Segmentation mask data
--- START ---

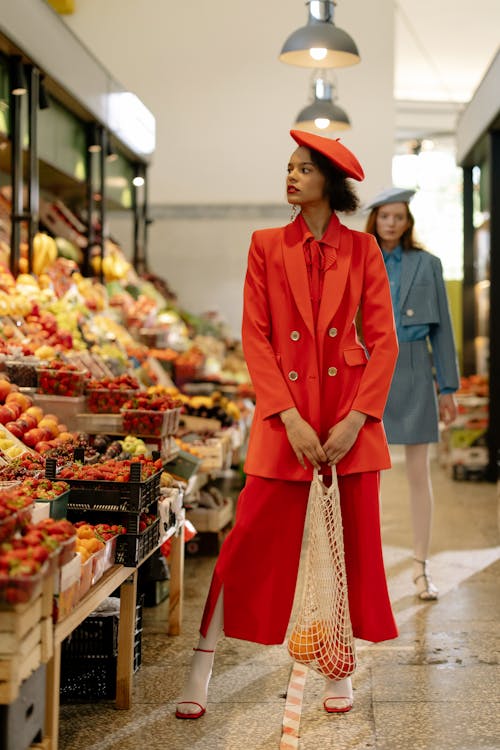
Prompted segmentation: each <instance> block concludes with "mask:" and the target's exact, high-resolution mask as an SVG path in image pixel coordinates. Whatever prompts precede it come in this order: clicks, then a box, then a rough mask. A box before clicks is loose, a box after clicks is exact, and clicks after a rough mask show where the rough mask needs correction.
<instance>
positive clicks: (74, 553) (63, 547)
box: [59, 534, 76, 567]
mask: <svg viewBox="0 0 500 750" xmlns="http://www.w3.org/2000/svg"><path fill="white" fill-rule="evenodd" d="M75 550H76V534H75V536H71V537H70V538H69V539H65V540H64V541H63V542H61V549H60V550H59V567H62V566H63V565H66V563H69V562H71V560H72V559H73V556H74V554H75Z"/></svg>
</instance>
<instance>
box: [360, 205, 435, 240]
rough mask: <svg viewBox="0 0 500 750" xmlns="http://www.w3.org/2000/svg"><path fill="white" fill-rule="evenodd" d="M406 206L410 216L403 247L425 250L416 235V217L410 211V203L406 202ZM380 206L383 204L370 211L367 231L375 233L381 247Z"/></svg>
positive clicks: (374, 236)
mask: <svg viewBox="0 0 500 750" xmlns="http://www.w3.org/2000/svg"><path fill="white" fill-rule="evenodd" d="M405 206H406V214H407V218H408V228H407V229H406V230H405V232H404V233H403V235H402V237H401V240H400V243H401V247H402V248H403V250H425V248H424V247H422V245H421V244H420V243H419V242H418V241H417V240H416V239H415V237H414V232H413V229H414V227H415V218H414V216H413V214H412V212H411V211H410V207H409V205H408V204H407V203H405ZM380 208H382V206H375V208H372V210H371V211H370V215H369V216H368V219H367V220H366V226H365V232H368V234H373V235H374V237H375V238H376V240H377V242H378V244H379V245H380V247H382V244H381V239H380V236H379V235H378V234H377V216H378V212H379V209H380Z"/></svg>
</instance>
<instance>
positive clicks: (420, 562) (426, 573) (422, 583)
mask: <svg viewBox="0 0 500 750" xmlns="http://www.w3.org/2000/svg"><path fill="white" fill-rule="evenodd" d="M413 559H414V560H415V562H416V563H418V564H419V565H421V566H422V572H421V573H420V574H419V575H417V576H416V577H415V578H414V579H413V583H414V584H415V586H416V588H417V592H416V593H417V596H418V598H419V599H422V600H423V601H435V600H436V599H437V598H438V596H439V591H438V590H437V588H436V586H434V584H433V582H432V578H431V575H430V573H429V561H428V560H417V558H416V557H414V558H413Z"/></svg>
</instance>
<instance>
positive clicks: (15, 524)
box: [0, 511, 18, 542]
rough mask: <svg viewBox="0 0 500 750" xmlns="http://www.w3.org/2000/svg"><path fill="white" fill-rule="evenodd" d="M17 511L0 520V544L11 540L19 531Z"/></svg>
mask: <svg viewBox="0 0 500 750" xmlns="http://www.w3.org/2000/svg"><path fill="white" fill-rule="evenodd" d="M17 527H18V521H17V511H16V512H14V513H11V514H10V515H9V516H6V517H5V518H2V519H1V520H0V542H5V541H7V540H8V539H10V538H11V537H12V536H14V534H15V533H16V531H17Z"/></svg>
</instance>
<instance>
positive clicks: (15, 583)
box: [0, 562, 49, 604]
mask: <svg viewBox="0 0 500 750" xmlns="http://www.w3.org/2000/svg"><path fill="white" fill-rule="evenodd" d="M48 567H49V566H48V563H47V562H44V563H43V565H42V566H41V568H40V569H39V570H38V571H37V572H36V573H33V575H30V576H9V575H7V574H6V573H4V572H0V604H24V603H25V602H29V601H31V599H34V598H36V597H37V596H38V595H39V594H40V593H41V591H42V582H43V579H44V578H45V576H46V575H47V571H48Z"/></svg>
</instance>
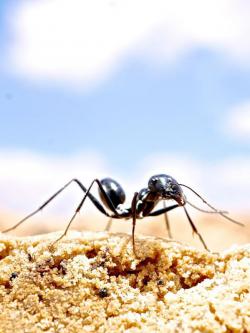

--- END ---

Set down exactly the lines running from the beginning of the entries above to the line that contains "206L410 216L403 247L425", including both, and leave out pictures.

Prompted segmentation: each <instance> block concludes with "mask:" and the target's exact, high-resolution mask as an SVG path in image pixel coordinates. Whatever prompts precede it come in this order: clicks, then a box, then a rough mask. A box before clicks is loose, a box after clicks is exact, and clicks after a rough mask show where the rough mask needs correction.
<instance>
positive clicks: (74, 553) (63, 547)
box: [59, 534, 76, 567]
mask: <svg viewBox="0 0 500 750" xmlns="http://www.w3.org/2000/svg"><path fill="white" fill-rule="evenodd" d="M75 550H76V534H75V536H71V537H70V538H69V539H65V540H64V541H63V542H61V549H60V550H59V567H62V566H63V565H66V563H69V562H71V560H72V559H73V556H74V554H75Z"/></svg>
</instance>
<instance>
box: [360, 205, 435, 240]
rough mask: <svg viewBox="0 0 500 750" xmlns="http://www.w3.org/2000/svg"><path fill="white" fill-rule="evenodd" d="M406 206L410 216L403 247L425 250L416 235V217L410 211V203L406 202ZM380 206L383 204L370 211L367 231L375 233L381 247Z"/></svg>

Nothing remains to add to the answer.